課題:
8人の女優が歌って踊る映画についての感想文を、最後の一文の後から書き継いでください。

ドヌーヴ、イザベル=ユペール、エマニュエル=ベアールといった大女優が

皆踊るし、自身で歌も唱ってくれるのは美味しい ♪

「うたかたの恋」のダニエル=ダリューが祖母役.80歳で歌って軽やかに踊って、
可愛いお婆ちゃまを演ずるのには驚き.つい最近100歳で亡くなったそう.合掌.
カトリーヌ・ドヌーブもこの時はちょうど還暦か? 少し太ってはいるが、

チャーミングで.相変わらず美しい.エキセントリックで姉ドヌーブにひがむ

妹役は、なんとイザベルユベール!!

タイトルバックで名前を見ていなかったら絶対気付かない.

そんな8人の出演女優が一人ずつ歌って踊り、とても楽しめる.
謎解きも少しクリスティー風に進んでいく.密室で父親が殺されるーという場面から、
それぞれの8人の女たちのアリバイ工作かな?と思いきや、人間関係、隠し事、
暴露にまた暴露となるのに、暗く重くならないのは、明るい色調の画面と彼女達の
歌と踊りが個性溢れて明るい印象を与えるからか?
 

 

 

 

小娘の姉妹たちもなんともキュート! 

リディビーヌ・サニエやフィルミ−ヌ・リシャール
が若さがゆえの魅力を放出してくれる.

老?女優たちの演技の対照が面白い.

データ抜粋:
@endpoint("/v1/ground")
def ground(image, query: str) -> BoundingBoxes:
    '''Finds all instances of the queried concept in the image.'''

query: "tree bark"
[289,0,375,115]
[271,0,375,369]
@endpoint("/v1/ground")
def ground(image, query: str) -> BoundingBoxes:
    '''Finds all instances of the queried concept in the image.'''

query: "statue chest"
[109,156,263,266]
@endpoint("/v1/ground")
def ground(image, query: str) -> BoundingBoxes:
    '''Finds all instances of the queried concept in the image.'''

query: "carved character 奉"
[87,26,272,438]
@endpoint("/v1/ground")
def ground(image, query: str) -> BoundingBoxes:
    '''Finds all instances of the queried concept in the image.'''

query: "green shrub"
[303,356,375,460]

解答:
それぞれの問題が浮かび上がってきて金や愛人がらみの陰湿な裏側を
コミカルに表現する手際はやはりオゾン監督ならでは.複雑な人間関係を
考えるオゾンもすごいが、女優それぞれの個性的演技で違和感なく華麗に
見せてくれる.

ここで繰り広げられるのは、女たちの愛と欲望と嫉妬と怒りと孤独と悲哀と
嘘と真実が露わになっていくプロセス.観客として十二分に楽しんでしまう.
これはミュージカルであり、コメディであり、悲劇であり、ミステリーなのだ.

錯綜する8人の女たちの想いと行動…、ただ一人顔も見せない男の立場は
彼女らに苦しめられるだけの被害者.
男なんて所詮道化役、そんなものなのだろう(苦笑).


 

[副長日誌補足]

 

女優名に誤記があり修正しました.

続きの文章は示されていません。